Collected data
════════

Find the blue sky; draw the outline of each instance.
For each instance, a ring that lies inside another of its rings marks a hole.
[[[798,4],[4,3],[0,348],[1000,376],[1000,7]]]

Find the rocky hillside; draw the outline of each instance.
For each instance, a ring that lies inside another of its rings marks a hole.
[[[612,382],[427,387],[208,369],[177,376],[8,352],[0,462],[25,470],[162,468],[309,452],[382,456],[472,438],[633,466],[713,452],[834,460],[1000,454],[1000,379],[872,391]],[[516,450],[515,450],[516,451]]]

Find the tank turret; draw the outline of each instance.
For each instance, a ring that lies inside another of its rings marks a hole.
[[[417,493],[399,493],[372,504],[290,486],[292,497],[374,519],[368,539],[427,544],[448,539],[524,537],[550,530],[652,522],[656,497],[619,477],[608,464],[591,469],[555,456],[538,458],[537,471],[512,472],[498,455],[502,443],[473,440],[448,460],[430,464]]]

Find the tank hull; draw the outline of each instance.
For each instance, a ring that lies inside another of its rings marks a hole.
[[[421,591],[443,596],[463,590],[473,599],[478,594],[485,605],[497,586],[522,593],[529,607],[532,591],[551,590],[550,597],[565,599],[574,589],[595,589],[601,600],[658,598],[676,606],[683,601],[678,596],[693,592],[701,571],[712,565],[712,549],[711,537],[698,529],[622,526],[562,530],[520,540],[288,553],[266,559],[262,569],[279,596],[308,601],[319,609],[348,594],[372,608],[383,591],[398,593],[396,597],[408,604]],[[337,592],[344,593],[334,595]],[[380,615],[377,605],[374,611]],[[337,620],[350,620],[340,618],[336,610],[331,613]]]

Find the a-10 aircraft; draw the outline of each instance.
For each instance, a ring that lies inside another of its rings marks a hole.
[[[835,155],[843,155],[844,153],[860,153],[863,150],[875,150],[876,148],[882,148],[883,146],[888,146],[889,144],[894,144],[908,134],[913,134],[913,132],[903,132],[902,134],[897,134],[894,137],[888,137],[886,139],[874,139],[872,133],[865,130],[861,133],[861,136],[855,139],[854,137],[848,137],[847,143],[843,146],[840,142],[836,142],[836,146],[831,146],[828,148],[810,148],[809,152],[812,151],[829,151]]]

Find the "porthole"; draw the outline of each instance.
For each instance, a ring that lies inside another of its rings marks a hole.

════════

Work task: For each line of the entries that includes "outline", show that line.

Written answer:
Find the blue sky; draw the outline of each instance.
Find the rocky hillside; draw the outline of each instance.
Find the tank turret; draw the outline of each instance.
Find the tank hull; draw the outline of each instance.
Find the a-10 aircraft; draw the outline of each instance.
Find the "porthole"; draw the outline of each instance.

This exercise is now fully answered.